======== Excerpted text

The pandemic has led to a "severe strain" on the services offered by councils – with one in five workers either sick or self-isolating, chiefs have said.
Now a campaign has been set up – #ComeBackToCare – to encourage retired staff to return to work to protect the vulnerable.
It has been set up by West Midlands Employers (WME) and the regional branch of the Association of Directors of Adult Social Services (WMADASS).
Andy Begle, chair of ADASS in the West Midlands and executive director of adult services, public health and housing at Shropshire Council, said: "In these extraordinary circumstances the system of care and support for adults in our region is under severe strain.
"Things can only get worse as the outbreak reaches its peak and people start to be sent home to recover after treatment in hospital and need our help even more."
The campaign has been backed by the 14 councils in the West Midlands area – including in the Black Country and Shropshire Council – which are responsible or providing advice and support to those in need.

================

*What the task asks*
According to the article on the care campaign, which organizations set up #ComeBackToCare?

======== Data extract

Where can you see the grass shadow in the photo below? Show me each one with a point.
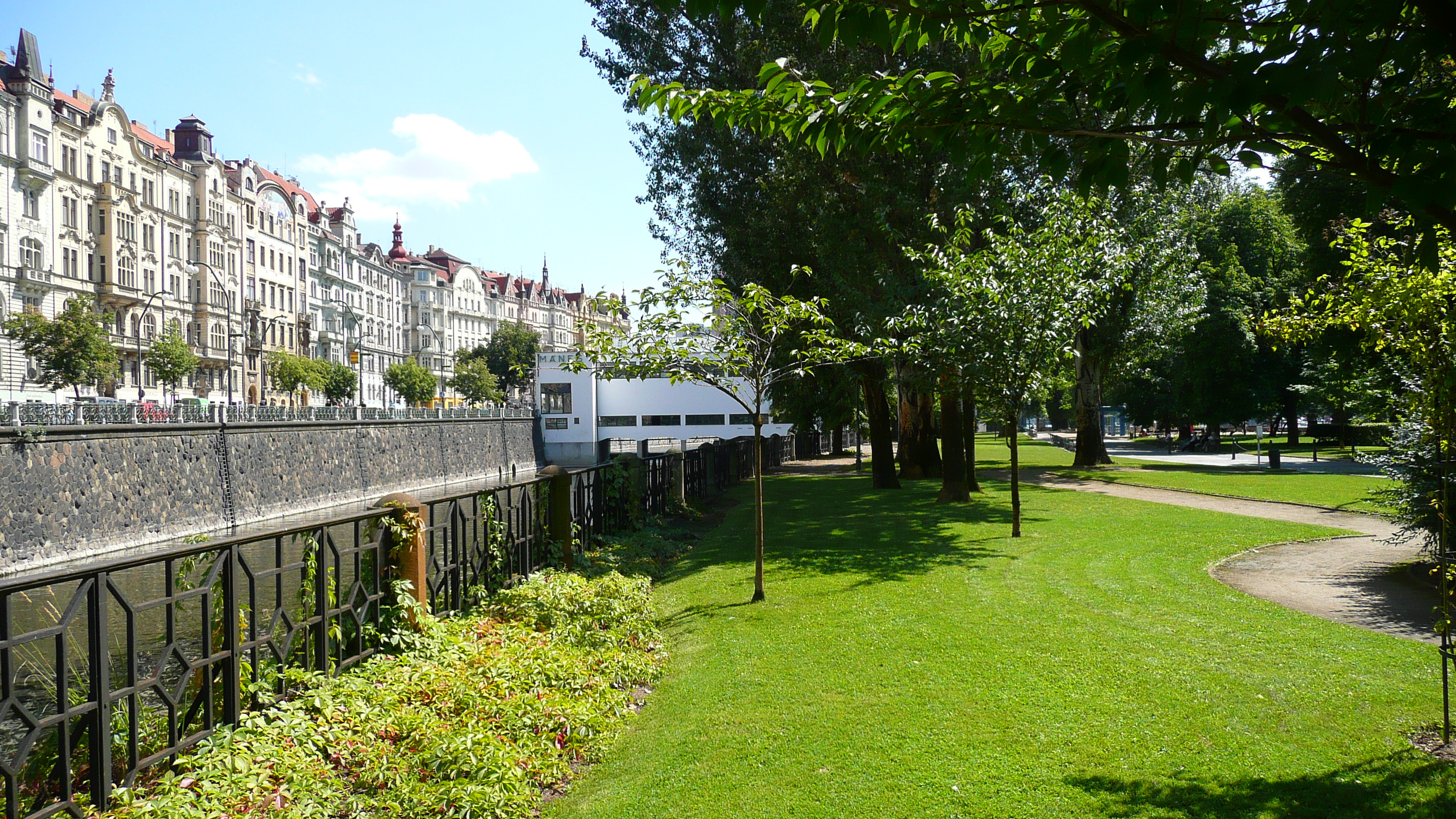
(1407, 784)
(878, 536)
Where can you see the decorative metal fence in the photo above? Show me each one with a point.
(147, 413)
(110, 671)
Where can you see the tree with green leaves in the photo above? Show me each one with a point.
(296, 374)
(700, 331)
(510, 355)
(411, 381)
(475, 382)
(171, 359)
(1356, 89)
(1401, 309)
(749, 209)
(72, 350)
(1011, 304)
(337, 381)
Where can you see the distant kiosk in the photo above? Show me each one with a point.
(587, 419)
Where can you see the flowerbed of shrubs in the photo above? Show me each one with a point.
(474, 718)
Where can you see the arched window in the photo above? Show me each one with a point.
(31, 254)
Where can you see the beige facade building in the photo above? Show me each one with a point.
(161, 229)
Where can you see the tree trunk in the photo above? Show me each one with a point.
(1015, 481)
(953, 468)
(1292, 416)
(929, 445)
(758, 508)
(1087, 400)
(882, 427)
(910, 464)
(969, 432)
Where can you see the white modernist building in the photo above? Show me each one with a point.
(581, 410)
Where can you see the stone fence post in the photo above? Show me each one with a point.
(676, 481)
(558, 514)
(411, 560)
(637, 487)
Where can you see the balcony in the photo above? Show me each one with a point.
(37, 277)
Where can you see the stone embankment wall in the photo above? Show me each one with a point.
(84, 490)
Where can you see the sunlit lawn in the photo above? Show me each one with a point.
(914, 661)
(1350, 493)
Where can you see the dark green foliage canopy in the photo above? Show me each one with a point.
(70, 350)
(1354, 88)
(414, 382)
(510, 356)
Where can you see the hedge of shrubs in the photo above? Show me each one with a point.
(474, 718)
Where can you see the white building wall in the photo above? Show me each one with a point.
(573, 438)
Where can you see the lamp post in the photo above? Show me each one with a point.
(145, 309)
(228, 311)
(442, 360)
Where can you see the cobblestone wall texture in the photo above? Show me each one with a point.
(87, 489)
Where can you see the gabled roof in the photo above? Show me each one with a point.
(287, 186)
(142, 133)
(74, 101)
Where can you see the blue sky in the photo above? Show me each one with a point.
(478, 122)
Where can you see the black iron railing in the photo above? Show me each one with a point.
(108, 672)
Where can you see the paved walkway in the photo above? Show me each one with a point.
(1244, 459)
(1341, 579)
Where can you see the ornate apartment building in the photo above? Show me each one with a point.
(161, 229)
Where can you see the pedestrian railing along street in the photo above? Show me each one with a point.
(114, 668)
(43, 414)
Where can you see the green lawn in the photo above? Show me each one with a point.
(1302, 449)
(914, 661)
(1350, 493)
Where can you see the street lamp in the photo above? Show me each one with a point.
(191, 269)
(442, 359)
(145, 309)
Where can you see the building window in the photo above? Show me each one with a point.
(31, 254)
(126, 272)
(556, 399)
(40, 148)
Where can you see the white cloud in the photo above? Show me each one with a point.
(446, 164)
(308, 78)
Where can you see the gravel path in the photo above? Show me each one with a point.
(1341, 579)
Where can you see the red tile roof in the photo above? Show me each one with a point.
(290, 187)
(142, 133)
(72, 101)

================

*Task response*
West Midlands Employers (WME) and the regional branch of the Association of Directors of Adult Social Services (WMADASS).